● Aufgabe A
Welche Rolle wäre im Tagebucheintrag für Isherwood in Schoecks „Penthesilea“ vorgesehen?
● Aufgabe B
Schreiben Sie aus dem Tagebucheintrag die Passage von „DTs. (28. Januar“ bis einschließlich „RHPP eingeladen hat.“ ab.
● Aufgabe C
Führen Sie den Tagebucheintrag vom 28. Januar 2005 ab der Stelle weiter, an der er aufhört.

● Gegebener Text
DTs. (28. Januar 2005).

8.10 Uhr:
[Faure, Requiem.]

Völlig verquollen aufgewacht, mit dicken roten Augen; ich bekomm die Erkältung g a r nicht mehr weg offenbar. Die Nase läuft und läuft, solche Niesanfälle jagen mich durchs Foyer, daß die Leute anfangen zu lachen. Ist ja auch komisch. Es scheint auch gar nicht ansteckend, sondern rein auf mich begrenzt zu sein. Schade um den guten Wein, zu dem mich gestern Abend RHPP eingeladen hat.
Ich hatte nach der guten ersten Hauptprobe sofort eine Idee, eine alte, einen Traum, nun aber schon den Dirigenten und den Sänger zusammen; ich schrieb es, glaub ich, schon: “Penthesilea” von Othmar Schoeck. Bekämen wir neben Isherwood (Achill) auch noch Gun-Brit Barkmin als Penthesilea, wäre das ein absoluter Traum. Ich muß irgendwie mit den Leuten von der Komischen Oper sprechen, vielleicht auch mit der Deutschen; vielleicht macht mir Busche dort einen Kontakt zur Intendanz. Isherwood, der sofort Lust auf das Projekt hatte, will es seinerseits versuchen. So dreht sich, indirekt, alles denn d o c h um ARGO.

● Gegebene Datensätze
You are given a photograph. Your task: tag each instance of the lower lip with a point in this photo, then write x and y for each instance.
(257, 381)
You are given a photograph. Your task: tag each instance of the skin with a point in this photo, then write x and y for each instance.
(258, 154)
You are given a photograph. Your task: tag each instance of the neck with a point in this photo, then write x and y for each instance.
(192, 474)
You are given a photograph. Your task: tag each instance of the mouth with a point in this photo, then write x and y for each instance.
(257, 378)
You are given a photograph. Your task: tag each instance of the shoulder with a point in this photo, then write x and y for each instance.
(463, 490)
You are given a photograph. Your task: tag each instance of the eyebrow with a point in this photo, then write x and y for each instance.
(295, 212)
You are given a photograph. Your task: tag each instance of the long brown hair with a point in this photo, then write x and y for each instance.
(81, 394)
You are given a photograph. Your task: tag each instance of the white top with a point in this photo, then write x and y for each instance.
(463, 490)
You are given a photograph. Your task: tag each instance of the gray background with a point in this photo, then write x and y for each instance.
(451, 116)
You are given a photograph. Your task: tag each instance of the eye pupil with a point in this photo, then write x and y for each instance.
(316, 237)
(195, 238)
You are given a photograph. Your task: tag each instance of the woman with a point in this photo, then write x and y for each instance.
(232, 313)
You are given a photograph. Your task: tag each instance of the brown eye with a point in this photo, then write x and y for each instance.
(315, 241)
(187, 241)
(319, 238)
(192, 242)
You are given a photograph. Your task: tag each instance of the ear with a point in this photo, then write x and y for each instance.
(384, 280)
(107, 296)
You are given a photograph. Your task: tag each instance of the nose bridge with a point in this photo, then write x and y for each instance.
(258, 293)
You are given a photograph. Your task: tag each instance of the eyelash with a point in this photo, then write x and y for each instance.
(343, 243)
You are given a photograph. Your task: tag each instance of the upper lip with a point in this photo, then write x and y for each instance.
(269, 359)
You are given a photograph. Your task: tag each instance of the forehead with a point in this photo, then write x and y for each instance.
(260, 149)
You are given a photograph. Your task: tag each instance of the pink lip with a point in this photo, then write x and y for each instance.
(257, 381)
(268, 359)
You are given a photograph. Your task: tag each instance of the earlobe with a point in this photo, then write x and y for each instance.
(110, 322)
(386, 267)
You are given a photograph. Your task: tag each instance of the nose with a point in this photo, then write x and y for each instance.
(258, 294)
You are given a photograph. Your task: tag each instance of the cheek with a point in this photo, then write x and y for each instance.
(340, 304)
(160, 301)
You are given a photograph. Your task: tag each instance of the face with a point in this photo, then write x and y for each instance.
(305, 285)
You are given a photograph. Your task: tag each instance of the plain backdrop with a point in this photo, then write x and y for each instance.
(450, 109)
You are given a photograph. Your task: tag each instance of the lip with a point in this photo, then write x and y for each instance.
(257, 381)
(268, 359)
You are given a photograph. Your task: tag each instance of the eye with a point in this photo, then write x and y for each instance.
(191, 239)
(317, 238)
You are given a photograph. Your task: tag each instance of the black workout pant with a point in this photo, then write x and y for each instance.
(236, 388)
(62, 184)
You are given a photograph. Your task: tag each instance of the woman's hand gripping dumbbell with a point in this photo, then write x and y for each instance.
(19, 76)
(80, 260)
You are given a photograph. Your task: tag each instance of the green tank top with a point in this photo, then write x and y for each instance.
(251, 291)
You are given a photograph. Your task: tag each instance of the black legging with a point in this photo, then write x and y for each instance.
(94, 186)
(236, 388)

● Antwort A
Achill

● Antwort B
DTs. (28. Januar 2005).

8.10 Uhr:
[Faure, Requiem.]

Völlig verquollen aufgewacht, mit dicken roten Augen; ich bekomm die Erkältung g a r nicht mehr weg offenbar. Die Nase läuft und läuft, solche Niesanfälle jagen mich durchs Foyer, daß die Leute anfangen zu lachen. Ist ja auch komisch. Es scheint auch gar nicht ansteckend, sondern rein auf mich begrenzt zu sein. Schade um den guten Wein, zu dem mich gestern Abend RHPP eingeladen hat.

● Antwort C
Außerdem lockeres Gespräch über das nächste zu schreibende Opern-Segment. Ich hätte gerne eine Kinderoper, also ein Stück für Knabensopran und großes Ensemble, RHPP möchte lieber den Beziehungskonflikt zwischen Frau und Mann gestalten. Da hat Isherwood eine Idee, die sofort, rein stimmlich, schlagend ist: “Schreibt doch was für Vater und Sohn, Knabensopran und Baß-Bariton”, wobei er, weil er das gerne sänge, grinst. “Das hätt ich mich nicht getraut”, sag ich. “Das wäre auch mir zu autobiografisch gewesen”, sagt RHPP, der persönlich in einer ganz ähnlichen Situation lebt wie ich. Nun kam die Idee aber von einem Dritten und ist dadurch gewissermaßen auch künstlerisch legitimiert. Nun werden wir das tun.

Heute nur zwei Hauptproben, jeweils Durchlauf; das wird Isherwoods Stimme schonen. Das Problem bleibt nach wie vor der Schlagzeuger. Er hat tiefe, wahrscheinlich irrationale Vorbehalte gegen das Stück und vor allem auch mich. Das wurde gestern bei einer der Proben deutlich. Ich will ihm zeigen, wie er seine Dialogsätze sprechen, wie die Stimme aus dem Bauch hinauf in den Brustkorb holen soll und fasse dazu seinen Bauch und Rücken an. Bei Sprech- und Gesangstraining ist das durchaus üblich. Brüsk reißt er meine Hand weg. Ich versuche es ein zweites Mal, und wieder reißt er die Hand weg. Offenbar bin ich ihm geradezu körperlich unangenehm. Deshalb hält er sich insgesamt bei dem Stück zurück, ja ist gar nicht präsent, auch nicht musikalisch. Er will sozusagen aus dem Stück verschwinden.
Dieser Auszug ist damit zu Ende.